## Supplied data
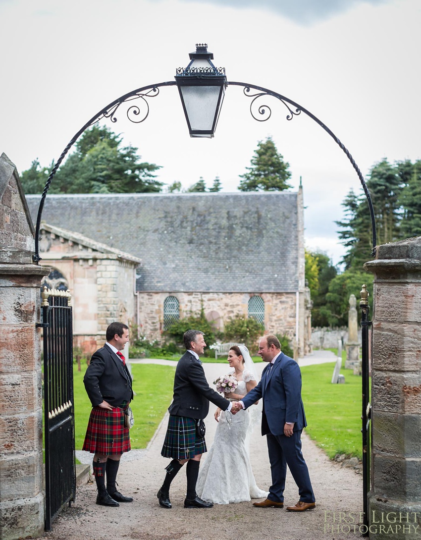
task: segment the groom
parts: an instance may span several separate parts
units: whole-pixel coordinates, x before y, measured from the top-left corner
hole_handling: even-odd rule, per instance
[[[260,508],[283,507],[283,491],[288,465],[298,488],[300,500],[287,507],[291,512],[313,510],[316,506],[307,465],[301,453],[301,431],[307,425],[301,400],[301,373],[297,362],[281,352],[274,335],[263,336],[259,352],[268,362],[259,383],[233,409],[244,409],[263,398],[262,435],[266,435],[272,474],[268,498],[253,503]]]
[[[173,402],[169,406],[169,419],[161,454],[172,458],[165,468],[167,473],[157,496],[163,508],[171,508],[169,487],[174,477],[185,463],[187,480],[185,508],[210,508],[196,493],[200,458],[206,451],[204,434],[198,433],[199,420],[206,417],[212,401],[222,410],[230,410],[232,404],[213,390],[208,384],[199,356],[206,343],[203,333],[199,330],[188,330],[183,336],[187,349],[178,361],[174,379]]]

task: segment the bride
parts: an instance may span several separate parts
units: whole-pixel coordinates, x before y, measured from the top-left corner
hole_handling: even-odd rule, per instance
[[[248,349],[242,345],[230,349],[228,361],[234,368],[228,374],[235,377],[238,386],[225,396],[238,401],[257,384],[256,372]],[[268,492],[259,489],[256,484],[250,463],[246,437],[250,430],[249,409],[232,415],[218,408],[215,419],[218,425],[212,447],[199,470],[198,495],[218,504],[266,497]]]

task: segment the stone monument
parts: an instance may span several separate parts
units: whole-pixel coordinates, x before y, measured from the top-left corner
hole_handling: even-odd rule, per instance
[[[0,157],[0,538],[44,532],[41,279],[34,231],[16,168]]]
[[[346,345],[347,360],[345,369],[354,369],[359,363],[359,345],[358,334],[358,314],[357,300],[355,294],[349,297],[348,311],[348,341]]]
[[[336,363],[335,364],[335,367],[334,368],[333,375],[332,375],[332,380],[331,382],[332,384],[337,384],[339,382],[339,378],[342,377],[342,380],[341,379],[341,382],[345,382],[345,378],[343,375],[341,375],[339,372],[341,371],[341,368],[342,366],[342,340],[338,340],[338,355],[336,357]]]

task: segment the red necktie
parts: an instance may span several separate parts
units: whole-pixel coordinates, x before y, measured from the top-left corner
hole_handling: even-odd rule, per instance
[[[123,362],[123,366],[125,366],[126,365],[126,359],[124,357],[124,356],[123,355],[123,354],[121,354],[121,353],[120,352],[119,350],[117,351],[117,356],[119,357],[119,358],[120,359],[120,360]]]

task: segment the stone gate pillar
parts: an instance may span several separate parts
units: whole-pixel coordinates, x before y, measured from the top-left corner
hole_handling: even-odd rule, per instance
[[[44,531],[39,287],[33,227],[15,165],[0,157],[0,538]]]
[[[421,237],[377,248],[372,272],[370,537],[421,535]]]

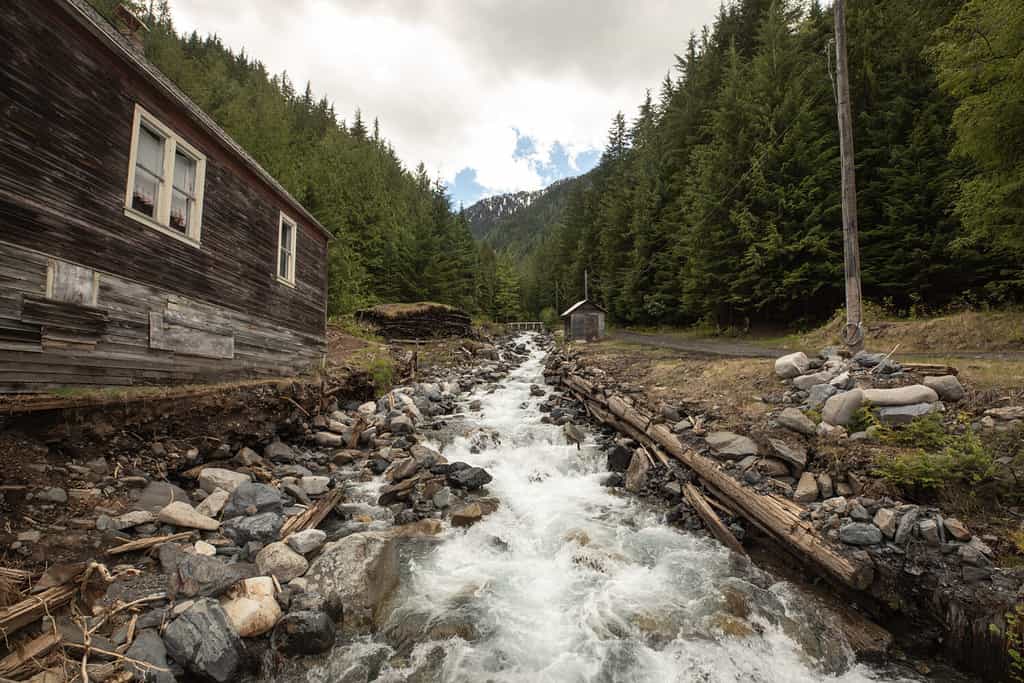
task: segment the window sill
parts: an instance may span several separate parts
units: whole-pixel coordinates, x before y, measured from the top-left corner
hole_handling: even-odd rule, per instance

==

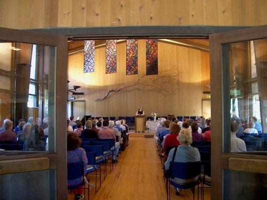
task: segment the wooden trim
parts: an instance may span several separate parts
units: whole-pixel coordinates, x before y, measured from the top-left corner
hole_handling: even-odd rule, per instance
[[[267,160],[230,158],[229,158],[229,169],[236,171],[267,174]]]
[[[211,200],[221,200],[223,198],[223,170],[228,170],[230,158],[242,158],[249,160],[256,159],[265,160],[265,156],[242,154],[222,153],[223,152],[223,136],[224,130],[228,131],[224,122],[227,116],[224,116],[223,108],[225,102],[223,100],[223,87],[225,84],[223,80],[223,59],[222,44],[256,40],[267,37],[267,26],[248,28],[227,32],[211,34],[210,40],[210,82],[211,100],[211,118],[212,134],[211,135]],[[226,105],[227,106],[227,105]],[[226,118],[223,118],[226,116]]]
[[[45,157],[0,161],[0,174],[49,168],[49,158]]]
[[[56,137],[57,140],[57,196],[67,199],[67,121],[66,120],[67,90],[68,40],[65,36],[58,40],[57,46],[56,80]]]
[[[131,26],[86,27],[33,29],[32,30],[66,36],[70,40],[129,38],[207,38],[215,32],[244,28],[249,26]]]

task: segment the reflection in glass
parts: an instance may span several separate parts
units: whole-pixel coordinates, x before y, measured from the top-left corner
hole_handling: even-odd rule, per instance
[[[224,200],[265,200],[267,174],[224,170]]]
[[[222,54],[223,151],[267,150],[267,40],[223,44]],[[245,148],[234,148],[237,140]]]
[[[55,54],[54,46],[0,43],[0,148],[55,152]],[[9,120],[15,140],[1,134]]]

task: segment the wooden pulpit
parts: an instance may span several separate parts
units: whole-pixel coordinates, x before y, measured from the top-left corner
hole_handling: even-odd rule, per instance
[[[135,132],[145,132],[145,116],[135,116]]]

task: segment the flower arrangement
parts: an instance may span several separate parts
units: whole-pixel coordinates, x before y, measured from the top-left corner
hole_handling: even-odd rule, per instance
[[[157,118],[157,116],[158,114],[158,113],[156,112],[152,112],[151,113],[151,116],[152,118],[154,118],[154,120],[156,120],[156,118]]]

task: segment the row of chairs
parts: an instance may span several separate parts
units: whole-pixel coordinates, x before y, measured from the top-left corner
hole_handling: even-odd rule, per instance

## The problem
Repeat word for word every line from the one containing "task: segment the red necktie" down to the one containing "[[[421,237],[377,248],[372,272],[370,537],[421,535]]]", with both of those lines included.

## The reply
task: segment the red necktie
parts: an instance may span several separate parts
units: whole-pixel coordinates, x before y, measured from the top-left corner
hole_handling: even-odd rule, per instance
[[[123,362],[123,366],[125,366],[126,365],[126,359],[124,357],[124,356],[123,355],[123,354],[121,354],[121,353],[120,352],[119,350],[117,351],[117,356],[119,357],[119,358],[120,359],[120,360]]]

task: segment the stone gate pillar
parts: an instance may span several separate parts
units: whole-pixel coordinates, x before y, measured from the top-left corner
hole_handling: even-odd rule, per instance
[[[44,531],[39,287],[33,227],[15,165],[0,157],[0,538]]]
[[[421,237],[377,248],[372,272],[370,537],[421,535]]]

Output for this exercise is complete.